▶ [Work to be completed]: Repeat the records below word for word, starting at the line that contains "Note: point to the pile of clothing" and running through the last line, inclusive.

▶ [Records shown]:
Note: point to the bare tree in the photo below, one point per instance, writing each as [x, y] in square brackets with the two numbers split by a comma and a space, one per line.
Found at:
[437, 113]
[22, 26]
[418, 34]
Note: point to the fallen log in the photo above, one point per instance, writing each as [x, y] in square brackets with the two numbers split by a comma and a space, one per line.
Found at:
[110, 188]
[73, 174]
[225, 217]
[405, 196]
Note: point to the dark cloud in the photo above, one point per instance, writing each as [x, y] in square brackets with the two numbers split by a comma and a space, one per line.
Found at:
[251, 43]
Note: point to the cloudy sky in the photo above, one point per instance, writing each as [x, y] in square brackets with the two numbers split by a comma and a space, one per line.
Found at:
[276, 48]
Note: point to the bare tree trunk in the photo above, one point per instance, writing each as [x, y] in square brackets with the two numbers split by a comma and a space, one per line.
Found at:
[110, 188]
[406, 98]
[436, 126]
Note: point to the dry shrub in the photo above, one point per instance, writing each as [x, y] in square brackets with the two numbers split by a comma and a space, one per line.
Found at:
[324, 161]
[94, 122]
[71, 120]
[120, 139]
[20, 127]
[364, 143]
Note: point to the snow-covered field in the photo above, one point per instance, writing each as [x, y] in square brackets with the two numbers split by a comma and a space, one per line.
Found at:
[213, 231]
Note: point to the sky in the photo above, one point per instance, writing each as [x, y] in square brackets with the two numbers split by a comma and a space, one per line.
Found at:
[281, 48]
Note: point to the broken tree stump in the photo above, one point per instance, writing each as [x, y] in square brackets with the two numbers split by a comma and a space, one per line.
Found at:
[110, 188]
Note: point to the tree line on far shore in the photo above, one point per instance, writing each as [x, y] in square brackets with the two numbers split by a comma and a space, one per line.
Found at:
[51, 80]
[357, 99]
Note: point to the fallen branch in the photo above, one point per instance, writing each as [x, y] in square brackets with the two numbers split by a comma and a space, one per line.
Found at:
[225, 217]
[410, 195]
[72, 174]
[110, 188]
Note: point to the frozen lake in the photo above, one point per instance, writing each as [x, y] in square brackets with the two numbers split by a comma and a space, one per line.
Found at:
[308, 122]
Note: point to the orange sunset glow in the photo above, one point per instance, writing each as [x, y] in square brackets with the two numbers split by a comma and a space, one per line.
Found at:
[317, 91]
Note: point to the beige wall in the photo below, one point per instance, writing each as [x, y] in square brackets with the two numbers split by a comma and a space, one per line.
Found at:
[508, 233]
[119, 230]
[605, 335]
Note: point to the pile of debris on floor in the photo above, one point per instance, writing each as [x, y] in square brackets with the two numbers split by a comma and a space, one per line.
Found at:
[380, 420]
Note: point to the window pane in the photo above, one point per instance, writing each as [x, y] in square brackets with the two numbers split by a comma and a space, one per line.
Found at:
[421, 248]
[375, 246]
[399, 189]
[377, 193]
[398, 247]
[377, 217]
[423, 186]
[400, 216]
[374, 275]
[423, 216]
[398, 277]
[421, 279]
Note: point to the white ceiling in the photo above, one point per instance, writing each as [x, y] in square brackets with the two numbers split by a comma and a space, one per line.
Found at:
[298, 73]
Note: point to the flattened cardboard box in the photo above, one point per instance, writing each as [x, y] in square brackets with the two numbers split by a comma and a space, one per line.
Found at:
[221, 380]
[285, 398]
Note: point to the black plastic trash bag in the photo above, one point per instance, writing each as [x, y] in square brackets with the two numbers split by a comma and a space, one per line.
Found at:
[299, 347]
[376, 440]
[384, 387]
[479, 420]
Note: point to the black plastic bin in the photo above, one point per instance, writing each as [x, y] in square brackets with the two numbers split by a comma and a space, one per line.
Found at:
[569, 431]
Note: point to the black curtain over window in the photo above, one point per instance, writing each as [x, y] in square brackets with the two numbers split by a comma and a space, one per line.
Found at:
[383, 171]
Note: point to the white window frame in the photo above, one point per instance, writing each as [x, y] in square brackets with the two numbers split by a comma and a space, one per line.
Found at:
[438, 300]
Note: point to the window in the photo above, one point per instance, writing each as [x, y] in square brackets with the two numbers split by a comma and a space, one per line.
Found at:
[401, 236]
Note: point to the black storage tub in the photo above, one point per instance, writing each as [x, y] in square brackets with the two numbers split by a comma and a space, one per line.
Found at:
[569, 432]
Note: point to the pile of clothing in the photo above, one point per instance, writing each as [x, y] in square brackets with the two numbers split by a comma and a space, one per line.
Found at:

▶ [Solution to this problem]:
Note: point to the pile of clothing in the photo above, one point per instance, writing each as [x, y] in square brackets with the two numbers split by a comma and a space, one per line.
Found at:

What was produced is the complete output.